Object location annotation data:

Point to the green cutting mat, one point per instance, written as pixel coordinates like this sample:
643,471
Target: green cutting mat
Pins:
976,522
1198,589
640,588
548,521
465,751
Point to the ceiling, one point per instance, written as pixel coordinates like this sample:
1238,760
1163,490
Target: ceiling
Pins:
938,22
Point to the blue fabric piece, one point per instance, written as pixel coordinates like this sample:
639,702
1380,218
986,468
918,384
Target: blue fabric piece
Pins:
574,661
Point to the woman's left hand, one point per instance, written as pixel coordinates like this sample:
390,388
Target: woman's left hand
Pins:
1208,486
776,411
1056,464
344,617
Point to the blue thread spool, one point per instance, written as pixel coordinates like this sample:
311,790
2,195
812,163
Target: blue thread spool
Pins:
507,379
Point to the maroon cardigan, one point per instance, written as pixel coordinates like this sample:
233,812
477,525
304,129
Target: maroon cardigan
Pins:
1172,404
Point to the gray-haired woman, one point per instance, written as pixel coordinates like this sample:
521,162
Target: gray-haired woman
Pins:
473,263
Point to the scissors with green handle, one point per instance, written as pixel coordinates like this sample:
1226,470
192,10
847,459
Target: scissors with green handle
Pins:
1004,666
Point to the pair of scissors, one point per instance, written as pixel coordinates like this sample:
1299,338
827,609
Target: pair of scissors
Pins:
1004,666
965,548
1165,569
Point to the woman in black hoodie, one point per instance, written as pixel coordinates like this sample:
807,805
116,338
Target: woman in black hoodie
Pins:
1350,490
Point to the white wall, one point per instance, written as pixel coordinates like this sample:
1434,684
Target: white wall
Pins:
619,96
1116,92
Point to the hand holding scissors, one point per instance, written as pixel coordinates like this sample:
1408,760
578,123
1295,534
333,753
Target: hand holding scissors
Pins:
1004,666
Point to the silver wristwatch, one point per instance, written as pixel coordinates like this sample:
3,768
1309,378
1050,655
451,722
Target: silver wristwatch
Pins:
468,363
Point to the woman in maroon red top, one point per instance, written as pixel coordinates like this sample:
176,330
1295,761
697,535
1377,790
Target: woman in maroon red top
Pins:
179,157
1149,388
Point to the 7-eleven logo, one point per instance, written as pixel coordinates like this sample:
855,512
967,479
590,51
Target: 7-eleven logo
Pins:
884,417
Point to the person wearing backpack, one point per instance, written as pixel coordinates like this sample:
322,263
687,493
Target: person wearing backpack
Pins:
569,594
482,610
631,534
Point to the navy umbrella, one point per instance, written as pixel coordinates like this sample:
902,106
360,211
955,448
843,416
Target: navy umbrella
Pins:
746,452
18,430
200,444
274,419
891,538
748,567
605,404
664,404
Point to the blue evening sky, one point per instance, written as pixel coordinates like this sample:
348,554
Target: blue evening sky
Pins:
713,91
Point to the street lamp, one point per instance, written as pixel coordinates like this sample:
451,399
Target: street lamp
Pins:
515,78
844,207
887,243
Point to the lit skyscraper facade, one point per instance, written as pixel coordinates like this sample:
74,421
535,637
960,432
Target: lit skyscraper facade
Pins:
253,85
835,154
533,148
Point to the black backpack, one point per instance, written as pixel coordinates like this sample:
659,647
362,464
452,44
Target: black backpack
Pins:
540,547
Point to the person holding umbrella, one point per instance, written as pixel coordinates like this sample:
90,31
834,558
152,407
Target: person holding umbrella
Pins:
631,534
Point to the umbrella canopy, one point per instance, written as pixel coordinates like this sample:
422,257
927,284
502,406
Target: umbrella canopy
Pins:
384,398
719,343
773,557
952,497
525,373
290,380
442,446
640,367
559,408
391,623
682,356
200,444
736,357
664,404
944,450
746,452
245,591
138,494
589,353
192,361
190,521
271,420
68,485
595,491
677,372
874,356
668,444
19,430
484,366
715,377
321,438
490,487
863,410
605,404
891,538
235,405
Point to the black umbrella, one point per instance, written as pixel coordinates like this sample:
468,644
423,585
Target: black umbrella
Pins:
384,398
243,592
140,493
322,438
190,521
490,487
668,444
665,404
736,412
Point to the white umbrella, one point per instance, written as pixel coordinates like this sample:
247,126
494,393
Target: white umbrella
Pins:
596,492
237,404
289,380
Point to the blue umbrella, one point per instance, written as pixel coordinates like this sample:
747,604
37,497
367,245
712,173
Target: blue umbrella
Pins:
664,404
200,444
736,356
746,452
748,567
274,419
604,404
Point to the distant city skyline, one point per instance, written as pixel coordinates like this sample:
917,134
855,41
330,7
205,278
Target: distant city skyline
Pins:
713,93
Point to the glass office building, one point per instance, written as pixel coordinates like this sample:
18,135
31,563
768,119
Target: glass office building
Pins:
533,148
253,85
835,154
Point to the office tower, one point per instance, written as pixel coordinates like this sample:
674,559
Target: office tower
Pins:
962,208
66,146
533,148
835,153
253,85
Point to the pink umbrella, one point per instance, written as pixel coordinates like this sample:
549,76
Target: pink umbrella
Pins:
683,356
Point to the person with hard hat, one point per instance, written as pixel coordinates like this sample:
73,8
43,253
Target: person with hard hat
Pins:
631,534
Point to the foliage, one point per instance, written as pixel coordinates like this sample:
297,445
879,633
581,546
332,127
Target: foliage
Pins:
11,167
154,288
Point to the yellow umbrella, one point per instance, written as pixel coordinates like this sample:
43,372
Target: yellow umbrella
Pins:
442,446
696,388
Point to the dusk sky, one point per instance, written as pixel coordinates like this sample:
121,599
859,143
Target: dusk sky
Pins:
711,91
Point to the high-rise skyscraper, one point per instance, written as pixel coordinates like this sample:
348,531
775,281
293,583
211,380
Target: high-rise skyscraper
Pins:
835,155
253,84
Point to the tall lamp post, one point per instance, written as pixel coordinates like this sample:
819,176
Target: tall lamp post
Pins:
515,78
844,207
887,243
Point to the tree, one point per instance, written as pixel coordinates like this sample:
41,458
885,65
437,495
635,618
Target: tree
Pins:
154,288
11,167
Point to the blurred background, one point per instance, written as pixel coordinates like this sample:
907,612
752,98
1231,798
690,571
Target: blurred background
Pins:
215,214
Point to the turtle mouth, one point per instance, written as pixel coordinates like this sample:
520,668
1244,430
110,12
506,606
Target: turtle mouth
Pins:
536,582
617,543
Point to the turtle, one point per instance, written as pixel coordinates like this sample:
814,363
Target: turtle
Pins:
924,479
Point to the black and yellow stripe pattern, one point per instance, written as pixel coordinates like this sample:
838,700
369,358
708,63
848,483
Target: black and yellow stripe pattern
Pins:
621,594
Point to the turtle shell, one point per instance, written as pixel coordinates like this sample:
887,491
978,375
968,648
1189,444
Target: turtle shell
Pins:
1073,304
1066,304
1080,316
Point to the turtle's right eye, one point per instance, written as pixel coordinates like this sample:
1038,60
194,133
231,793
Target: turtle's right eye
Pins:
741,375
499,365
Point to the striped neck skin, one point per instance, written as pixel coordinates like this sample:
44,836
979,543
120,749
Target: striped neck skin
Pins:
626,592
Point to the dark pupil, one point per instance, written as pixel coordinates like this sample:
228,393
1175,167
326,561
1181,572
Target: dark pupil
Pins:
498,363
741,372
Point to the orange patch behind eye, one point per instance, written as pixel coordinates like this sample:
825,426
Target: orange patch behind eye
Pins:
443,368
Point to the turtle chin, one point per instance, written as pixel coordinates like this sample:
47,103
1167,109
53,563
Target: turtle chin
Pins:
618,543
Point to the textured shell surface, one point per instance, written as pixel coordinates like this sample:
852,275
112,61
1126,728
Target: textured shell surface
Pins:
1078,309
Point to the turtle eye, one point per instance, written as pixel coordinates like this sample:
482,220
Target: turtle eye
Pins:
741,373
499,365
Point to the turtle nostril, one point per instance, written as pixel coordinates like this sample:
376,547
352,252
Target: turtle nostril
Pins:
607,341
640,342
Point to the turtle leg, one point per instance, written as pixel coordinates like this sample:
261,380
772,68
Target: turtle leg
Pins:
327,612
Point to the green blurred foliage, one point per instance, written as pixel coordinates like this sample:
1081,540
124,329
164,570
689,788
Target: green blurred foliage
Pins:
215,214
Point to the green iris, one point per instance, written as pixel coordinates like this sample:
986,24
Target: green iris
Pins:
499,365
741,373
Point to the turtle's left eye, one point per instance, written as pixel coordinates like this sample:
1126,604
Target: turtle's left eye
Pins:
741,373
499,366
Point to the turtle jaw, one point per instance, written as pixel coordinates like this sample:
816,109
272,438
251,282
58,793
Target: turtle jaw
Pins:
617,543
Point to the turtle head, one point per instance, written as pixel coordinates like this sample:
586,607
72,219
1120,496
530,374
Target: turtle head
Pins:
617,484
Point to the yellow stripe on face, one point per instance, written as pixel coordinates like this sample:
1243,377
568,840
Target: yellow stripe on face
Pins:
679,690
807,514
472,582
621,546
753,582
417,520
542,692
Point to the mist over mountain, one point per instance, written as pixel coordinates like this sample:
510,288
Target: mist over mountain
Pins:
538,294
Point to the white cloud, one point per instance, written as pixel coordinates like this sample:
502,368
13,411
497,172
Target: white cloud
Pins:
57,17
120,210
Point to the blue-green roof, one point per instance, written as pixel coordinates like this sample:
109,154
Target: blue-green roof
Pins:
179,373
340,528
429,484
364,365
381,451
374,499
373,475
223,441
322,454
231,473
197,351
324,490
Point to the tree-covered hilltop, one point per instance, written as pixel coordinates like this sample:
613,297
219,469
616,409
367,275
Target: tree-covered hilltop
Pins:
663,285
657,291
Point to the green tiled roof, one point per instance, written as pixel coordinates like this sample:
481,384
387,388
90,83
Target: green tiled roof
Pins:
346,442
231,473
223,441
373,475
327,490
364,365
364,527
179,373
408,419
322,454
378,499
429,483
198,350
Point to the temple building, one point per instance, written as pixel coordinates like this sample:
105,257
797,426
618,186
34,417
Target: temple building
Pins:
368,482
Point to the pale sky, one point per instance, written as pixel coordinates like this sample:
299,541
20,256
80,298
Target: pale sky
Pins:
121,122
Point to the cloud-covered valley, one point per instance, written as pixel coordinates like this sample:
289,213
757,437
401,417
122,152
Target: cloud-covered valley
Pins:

TASK GOAL: Starting with the line that contains "Point to the temple", output every line through the end of the listing above, unchanged.

EXERCISE RESULT:
Point to the temple building, one point per instance, written as pixel coordinates like this sample:
105,257
797,426
618,186
34,417
Target: temple building
Pins:
368,482
Point to the pale sky, one point per instance, written as pixel coordinates like this sample:
299,541
20,256
80,298
Target: pale sky
Pins:
121,122
Point to the cloud-covered valley, one point per instance, written as pixel coordinates like this sample:
289,213
757,437
401,417
122,152
Target: cloud-covered valley
Pins:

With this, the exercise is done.